### Task prompt
Your task is to repeat the lines below exactly, excluding any pictures they contain.

### Supplied material
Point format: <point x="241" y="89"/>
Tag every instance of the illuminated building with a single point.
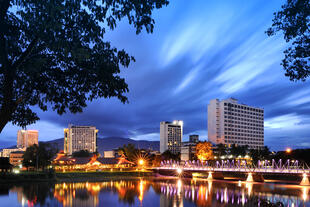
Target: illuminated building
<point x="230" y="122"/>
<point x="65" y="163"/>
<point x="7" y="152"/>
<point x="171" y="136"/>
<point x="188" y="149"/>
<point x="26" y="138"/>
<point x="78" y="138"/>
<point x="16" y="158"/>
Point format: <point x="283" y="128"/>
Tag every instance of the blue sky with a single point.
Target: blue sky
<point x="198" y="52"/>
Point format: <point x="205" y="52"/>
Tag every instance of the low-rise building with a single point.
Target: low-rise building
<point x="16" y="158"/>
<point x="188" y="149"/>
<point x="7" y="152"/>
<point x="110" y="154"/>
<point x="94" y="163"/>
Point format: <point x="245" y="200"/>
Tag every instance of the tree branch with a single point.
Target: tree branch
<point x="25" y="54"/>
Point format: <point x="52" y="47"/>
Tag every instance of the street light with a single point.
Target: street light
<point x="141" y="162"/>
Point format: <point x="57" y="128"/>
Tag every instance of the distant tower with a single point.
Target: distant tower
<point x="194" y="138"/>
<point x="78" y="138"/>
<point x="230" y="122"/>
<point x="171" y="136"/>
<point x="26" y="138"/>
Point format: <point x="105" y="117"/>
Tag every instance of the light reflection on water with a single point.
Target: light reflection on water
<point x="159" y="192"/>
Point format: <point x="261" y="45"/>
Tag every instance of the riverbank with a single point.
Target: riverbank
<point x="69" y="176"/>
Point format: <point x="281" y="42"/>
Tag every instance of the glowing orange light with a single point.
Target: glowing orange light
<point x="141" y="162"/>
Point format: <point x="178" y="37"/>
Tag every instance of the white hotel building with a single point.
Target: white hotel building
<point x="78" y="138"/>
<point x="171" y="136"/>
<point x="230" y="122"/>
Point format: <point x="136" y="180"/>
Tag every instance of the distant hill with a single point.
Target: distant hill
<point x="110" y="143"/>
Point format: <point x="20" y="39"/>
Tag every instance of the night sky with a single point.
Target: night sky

### Written reply
Point format: <point x="241" y="89"/>
Tag every instance of the illuminated building with a single point.
Target: illuminated building
<point x="230" y="122"/>
<point x="65" y="163"/>
<point x="7" y="152"/>
<point x="171" y="136"/>
<point x="188" y="149"/>
<point x="26" y="138"/>
<point x="78" y="138"/>
<point x="16" y="158"/>
Point format: <point x="283" y="128"/>
Tag every instance of the blue sky with a single point.
Target: blue sky
<point x="198" y="52"/>
Point format: <point x="205" y="52"/>
Tag every instance of the low-rise building with a single point.
Target: low-rise building
<point x="16" y="158"/>
<point x="188" y="149"/>
<point x="7" y="152"/>
<point x="110" y="154"/>
<point x="94" y="163"/>
Point format: <point x="245" y="200"/>
Tag every instance of the tree branch with a single point.
Target: tree branch
<point x="25" y="54"/>
Point format: <point x="52" y="47"/>
Tag every instance of the street light with a single point.
Target: street light
<point x="141" y="162"/>
Point format: <point x="57" y="128"/>
Tag every instance of the distant tower with a single point.
Target: distant tower
<point x="194" y="138"/>
<point x="78" y="138"/>
<point x="230" y="122"/>
<point x="171" y="136"/>
<point x="26" y="138"/>
Point format: <point x="105" y="117"/>
Tag every instance of the light reflection on water with a single point.
Target: light reflection on water
<point x="159" y="192"/>
Point format: <point x="261" y="45"/>
Tag every instance of the riverbank with a single point.
Target: riverbank
<point x="69" y="176"/>
Point format: <point x="281" y="42"/>
Tag every instance of the glowing orange light with a single point.
Target: glowing orange light
<point x="141" y="162"/>
Point format: <point x="178" y="37"/>
Tag every instance of the white hotel building with a single point.
Target: white hotel building
<point x="78" y="138"/>
<point x="171" y="136"/>
<point x="230" y="122"/>
Point format: <point x="136" y="180"/>
Tag every instance of the distant hill with a single point.
Target: distant hill
<point x="110" y="143"/>
Point format: <point x="20" y="39"/>
Tag every instance of the night sky with a single point.
Target: night sky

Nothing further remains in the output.